◆ **THE REQUEST**: Put every line of the items below into a Markdown table with the columns "Number" and "Line", numbering the rows and skipping blank lines. Leave the pictures out of the table.

-- begin SOURCE MATERIAL --

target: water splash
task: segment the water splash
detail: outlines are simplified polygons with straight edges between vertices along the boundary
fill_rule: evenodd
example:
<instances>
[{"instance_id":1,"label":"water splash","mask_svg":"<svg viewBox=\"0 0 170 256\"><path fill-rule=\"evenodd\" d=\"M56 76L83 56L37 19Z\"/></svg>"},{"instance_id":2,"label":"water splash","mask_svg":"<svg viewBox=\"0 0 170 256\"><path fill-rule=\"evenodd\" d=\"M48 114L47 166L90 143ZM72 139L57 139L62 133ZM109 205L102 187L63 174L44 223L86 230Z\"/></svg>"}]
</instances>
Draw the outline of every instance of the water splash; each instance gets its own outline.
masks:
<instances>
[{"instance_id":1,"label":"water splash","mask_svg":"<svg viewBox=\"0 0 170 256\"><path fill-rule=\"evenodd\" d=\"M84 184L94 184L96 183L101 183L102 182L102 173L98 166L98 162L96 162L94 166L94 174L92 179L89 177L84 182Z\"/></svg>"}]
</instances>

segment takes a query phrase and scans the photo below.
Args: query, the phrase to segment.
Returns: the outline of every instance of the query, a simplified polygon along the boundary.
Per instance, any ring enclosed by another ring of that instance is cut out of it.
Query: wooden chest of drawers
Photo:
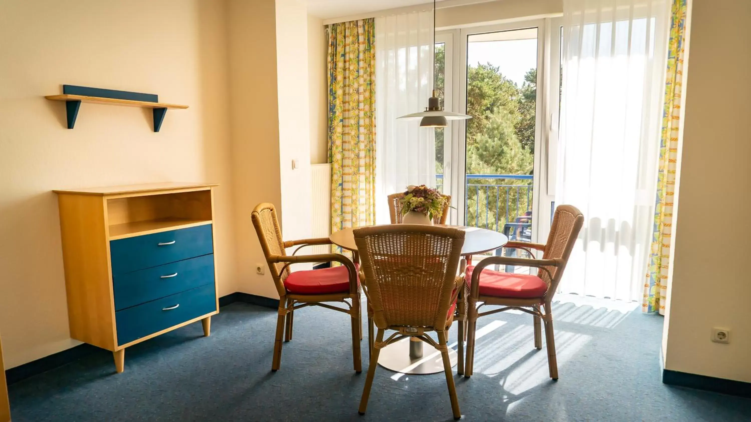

-- end SOURCE MATERIAL --

◆ **RESULT OF THE TASK**:
| Number | Line |
|---|---|
| 1 | target: water splash |
| 2 | task: segment the water splash |
| 3 | detail: outlines are simplified polygons with straight edges between vertices along the boundary |
| 4 | fill_rule: evenodd |
| 5 | example: |
| 6 | <instances> |
| 7 | [{"instance_id":1,"label":"water splash","mask_svg":"<svg viewBox=\"0 0 170 256\"><path fill-rule=\"evenodd\" d=\"M56 76L83 56L37 19Z\"/></svg>"},{"instance_id":2,"label":"water splash","mask_svg":"<svg viewBox=\"0 0 170 256\"><path fill-rule=\"evenodd\" d=\"M48 114L47 166L90 143ZM72 139L57 139L62 133ZM109 205L102 187L63 174L44 223L86 230Z\"/></svg>"}] |
| 8 | </instances> |
| 9 | Draw the outline of every instance of the water splash; each instance gets its own outline. |
| 10 | masks: |
| 11 | <instances> |
| 12 | [{"instance_id":1,"label":"water splash","mask_svg":"<svg viewBox=\"0 0 170 256\"><path fill-rule=\"evenodd\" d=\"M84 184L94 184L96 183L101 183L102 182L102 173L98 166L98 162L96 162L94 166L94 174L92 179L89 177L84 182Z\"/></svg>"}] |
| 13 | </instances> |
| 14 | segment takes a query phrase and scans the photo below. |
| 15 | Args: query, the phrase to segment. |
| 16 | Returns: the outline of every instance of the query, a simplified polygon along the boundary. |
| 17 | Per instance, any ring enclosed by another ring of that instance is cut out of it. |
| 18 | Query: wooden chest of drawers |
| 19 | Photo: |